• DATA EXCERPTS
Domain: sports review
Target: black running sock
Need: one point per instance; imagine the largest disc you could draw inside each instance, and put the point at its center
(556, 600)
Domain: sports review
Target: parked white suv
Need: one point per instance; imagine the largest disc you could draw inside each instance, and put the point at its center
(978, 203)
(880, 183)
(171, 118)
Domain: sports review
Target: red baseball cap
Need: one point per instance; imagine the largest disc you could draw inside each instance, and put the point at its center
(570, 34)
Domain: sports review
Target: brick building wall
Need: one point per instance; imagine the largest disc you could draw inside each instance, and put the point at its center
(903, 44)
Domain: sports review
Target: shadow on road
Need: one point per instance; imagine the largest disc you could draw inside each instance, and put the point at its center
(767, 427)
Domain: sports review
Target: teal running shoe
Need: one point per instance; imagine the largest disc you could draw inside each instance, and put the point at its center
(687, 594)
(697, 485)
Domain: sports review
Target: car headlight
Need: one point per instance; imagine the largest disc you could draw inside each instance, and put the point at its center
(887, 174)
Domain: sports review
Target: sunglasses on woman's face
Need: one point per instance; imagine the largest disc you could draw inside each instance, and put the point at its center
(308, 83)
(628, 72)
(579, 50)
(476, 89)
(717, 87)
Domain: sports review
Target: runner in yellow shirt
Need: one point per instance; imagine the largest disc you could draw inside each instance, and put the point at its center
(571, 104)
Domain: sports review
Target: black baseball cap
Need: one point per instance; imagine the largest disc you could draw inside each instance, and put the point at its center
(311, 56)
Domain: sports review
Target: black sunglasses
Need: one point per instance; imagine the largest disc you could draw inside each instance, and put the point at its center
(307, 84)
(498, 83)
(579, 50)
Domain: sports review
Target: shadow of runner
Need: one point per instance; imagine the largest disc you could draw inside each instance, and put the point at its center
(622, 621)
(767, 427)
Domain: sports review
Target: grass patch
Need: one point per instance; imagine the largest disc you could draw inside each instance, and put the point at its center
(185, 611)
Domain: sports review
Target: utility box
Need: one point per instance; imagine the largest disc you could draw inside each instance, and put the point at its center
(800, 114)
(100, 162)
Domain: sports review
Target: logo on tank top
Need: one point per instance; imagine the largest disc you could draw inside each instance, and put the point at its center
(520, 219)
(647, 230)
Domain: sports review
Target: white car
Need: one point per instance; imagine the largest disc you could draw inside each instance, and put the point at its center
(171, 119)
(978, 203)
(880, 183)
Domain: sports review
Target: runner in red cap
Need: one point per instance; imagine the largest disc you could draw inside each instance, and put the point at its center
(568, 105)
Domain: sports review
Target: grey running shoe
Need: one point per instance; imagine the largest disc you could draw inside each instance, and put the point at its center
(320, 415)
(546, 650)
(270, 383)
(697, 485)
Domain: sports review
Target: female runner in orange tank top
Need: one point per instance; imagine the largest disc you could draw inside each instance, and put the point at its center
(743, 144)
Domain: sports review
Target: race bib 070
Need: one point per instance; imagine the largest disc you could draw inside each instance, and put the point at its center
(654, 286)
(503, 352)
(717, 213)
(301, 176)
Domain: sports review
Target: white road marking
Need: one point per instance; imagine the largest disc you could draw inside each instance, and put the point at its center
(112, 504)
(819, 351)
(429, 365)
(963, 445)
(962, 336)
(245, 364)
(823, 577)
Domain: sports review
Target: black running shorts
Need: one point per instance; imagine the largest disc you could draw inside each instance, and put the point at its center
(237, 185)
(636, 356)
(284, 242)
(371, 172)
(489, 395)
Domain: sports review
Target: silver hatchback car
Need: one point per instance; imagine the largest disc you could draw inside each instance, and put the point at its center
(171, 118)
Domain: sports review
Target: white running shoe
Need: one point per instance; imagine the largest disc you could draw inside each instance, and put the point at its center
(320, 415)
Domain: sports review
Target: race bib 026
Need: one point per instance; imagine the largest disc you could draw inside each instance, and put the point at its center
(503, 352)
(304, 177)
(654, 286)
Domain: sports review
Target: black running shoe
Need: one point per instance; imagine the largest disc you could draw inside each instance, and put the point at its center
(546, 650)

• INSTRUCTIONS FOR THE TASK
In full and without alteration, write out each record.

• TASK OUTPUT
Domain: sports review
Target: black running sock
Need: one point per instance; imagine the largest disc you could draw inside each instance, and put the point at its center
(556, 600)
Domain: sports review
Target: parked white suv
Need: one point per instance; imagine the largest disc you could draw inside each instance, and put the point at its center
(978, 203)
(880, 183)
(171, 118)
Domain: sports review
Target: red baseball cap
Need: one point per instance; imagine the largest disc you could draw inside each instance, and put the point at its center
(570, 34)
Domain: sports review
Target: brick building wall
Need: one point per instance; imagine the largest disc you could draw inside each instance, and put the point at its center
(903, 44)
Domain: sports review
Target: shadow on road
Need: one point per instance; imagine the largest disc you could draw inside each instance, and put the point at its center
(767, 427)
Domain: sports review
Target: teal running shoe
Need: one point per instance; imagine the largest disc you could draw inside each instance, and put the point at its center
(687, 594)
(697, 485)
Domain: sports review
Target: car headlight
Need: one point per instance; imagine the largest disc you could draw inside each instance, and put the point at its center
(887, 174)
Domain: sports review
Target: sunglasses on woman's face
Need: one point per instance; imagine the largest disc you could draw inside each instance, and put the point at its center
(308, 83)
(628, 72)
(579, 50)
(476, 89)
(717, 87)
Domain: sports review
Target: runner in yellow shirt
Need: one point per instance; imagine the largest disc you could draw inside each instance, and put the point at its center
(571, 104)
Domain: sports review
Target: black baseball cap
Need: one point per instance; imagine the largest disc you could draw inside each instance, and put the point at its center
(311, 56)
Domain: sports review
Target: black sunglasses
Need: one point per instance; imagine the largest disc you could draw inside each instance, and put the point at its center
(307, 84)
(498, 83)
(579, 50)
Domain: sports review
Target: shadow of runner
Need: one point per instance; imagine the largest disc you could draw inside each instance, and put the point at its center
(622, 621)
(767, 427)
Domain: sports review
Target: grass patch
Need: one point per instance; imagine the largest disc you could draw inside each instance, and put the point at its center
(185, 611)
Domain: sports review
Target: utility box
Need: one point per instance; imagine the largest disc you could draw inside each instance, and put the point at its center
(800, 114)
(100, 162)
Domain: sports review
Target: logo on tank top
Need: one point per instance; imagine the largest disc you could draw inside each instance, and put the point at its center
(520, 219)
(647, 230)
Domain: sports review
Target: white car
Need: one point per instance; imagine the largest disc you could draw inside each instance, and put the point at its center
(171, 119)
(978, 203)
(880, 183)
Domain: sports review
Target: runner in red cap
Need: one point per instance; imagine the largest disc you could draw inside each instance, and put the point at its center
(568, 105)
Domain: sports review
Target: grey running shoe
Need: one point per instance; imagine the largest disc you could draw inside each instance, and put the point at its center
(320, 415)
(546, 650)
(270, 383)
(697, 485)
Domain: sports review
Target: female runner in orange tank top
Need: one point per instance; imagine the largest disc you could draw inside each instance, and put the point at its center
(743, 144)
Domain: sports review
Target: race bib 070
Need: one point per instance; imagine the largest disc you could draw inside each instance, and put the point at its center
(654, 286)
(503, 352)
(717, 213)
(301, 176)
Domain: sports review
Target: white road marking
Need: one point per instance; imagine the largest disc you could draw inside each instance, and put the point at its center
(112, 504)
(819, 351)
(429, 365)
(963, 445)
(962, 336)
(245, 364)
(823, 577)
Domain: sports review
Target: black running shorts
Need: one point per instance; imagine the largest disc you could draw inside each instance, and put the point at its center
(237, 185)
(636, 356)
(284, 242)
(371, 172)
(489, 395)
Domain: sports review
Target: silver hatchback car
Need: one point per instance; imagine the largest disc you could draw inside each instance, and put the point at its center
(171, 118)
Domain: sports review
Target: white running shoe
Need: one point per instance; imagine the largest disc you could draw inside each instance, and put the point at its center
(320, 415)
Domain: sports review
Target: race bib 026
Need: one point per instance; imagine the largest disc you could draw inside each instance, and put the point at its center
(503, 352)
(304, 177)
(654, 286)
Domain: sports review
Target: black running shoe
Need: one point per instance; imagine the largest disc you could draw inside each instance, and put the point at its center
(546, 650)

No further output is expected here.